# EXERCISE INPUT
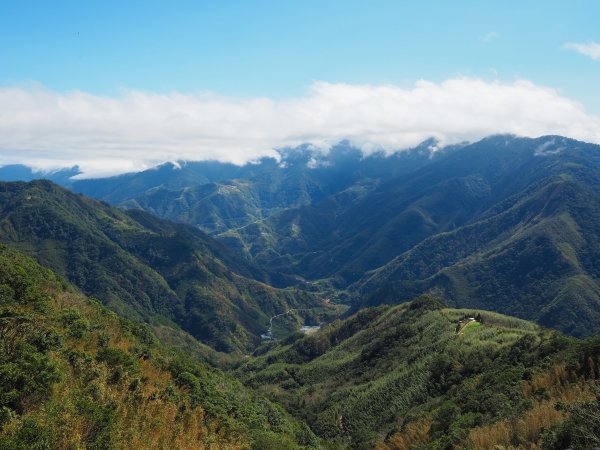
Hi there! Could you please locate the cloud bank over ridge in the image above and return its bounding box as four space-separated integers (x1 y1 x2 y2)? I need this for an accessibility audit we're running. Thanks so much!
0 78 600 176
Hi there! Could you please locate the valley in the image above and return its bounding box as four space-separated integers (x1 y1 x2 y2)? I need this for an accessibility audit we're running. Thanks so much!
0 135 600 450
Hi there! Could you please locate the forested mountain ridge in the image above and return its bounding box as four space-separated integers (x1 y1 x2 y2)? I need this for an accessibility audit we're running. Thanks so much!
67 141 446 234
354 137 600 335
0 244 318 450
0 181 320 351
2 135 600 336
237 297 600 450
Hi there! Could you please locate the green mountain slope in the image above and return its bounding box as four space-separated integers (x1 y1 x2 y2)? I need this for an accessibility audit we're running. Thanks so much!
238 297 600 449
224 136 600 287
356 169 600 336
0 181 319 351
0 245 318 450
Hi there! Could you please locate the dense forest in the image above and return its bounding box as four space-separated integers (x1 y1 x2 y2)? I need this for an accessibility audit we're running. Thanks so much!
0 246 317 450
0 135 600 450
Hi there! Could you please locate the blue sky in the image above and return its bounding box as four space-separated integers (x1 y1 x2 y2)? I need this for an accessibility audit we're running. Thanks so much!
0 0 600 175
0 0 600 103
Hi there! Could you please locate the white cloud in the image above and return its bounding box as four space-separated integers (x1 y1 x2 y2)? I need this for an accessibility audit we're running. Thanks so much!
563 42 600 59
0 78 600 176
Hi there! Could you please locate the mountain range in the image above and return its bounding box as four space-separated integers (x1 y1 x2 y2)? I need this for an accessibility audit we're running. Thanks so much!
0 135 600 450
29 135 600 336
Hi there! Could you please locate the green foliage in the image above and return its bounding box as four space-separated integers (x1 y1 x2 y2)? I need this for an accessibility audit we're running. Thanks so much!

---

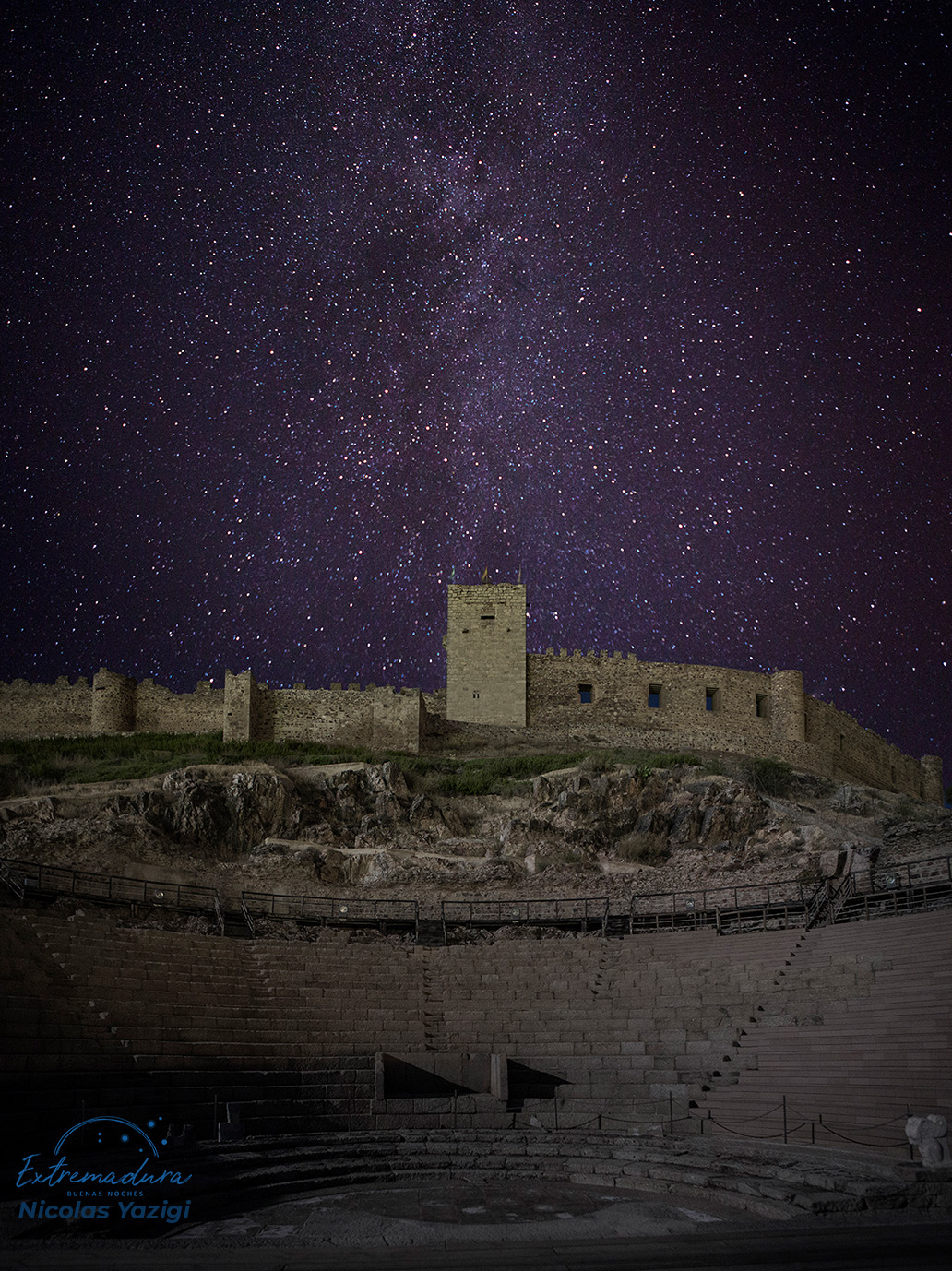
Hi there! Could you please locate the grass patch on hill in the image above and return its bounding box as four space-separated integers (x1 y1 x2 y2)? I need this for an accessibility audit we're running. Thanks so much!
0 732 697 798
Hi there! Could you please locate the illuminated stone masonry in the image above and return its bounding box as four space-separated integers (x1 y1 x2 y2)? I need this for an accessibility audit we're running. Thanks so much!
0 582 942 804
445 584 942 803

# YOUR GOAL
Rewrite the rows from the line containing "Hi there! Could you please locate the cloud" through the line containing "237 297 600 450", inclusive, replacing "forested" with "wooded" and leaving all else unchanged.

# ANSWER FOR THIS EXERCISE
Hi there! Could you please locate the cloud bank over ridge in the image above and return its bounding box as four space-separated integers (x1 y1 x2 y2)? I need this for an accessibility audit we're running. Thanks so much!
0 78 600 176
Hi there! Could you please locate the valley in the image above and return its bounding box as four space-separated integers (x1 y1 x2 y2)? I need this for an accessibility audit we're running. Thanks so much!
0 135 600 450
Hi there! Could you please locate the wooded mountain ridge in the image above and return its bounding box as four space-separated integers (x1 y1 x2 y2)? I need this for an accessibility audit we're running. Thanks so much!
67 141 446 234
354 137 600 335
0 244 318 450
0 181 320 351
2 135 600 336
237 297 600 450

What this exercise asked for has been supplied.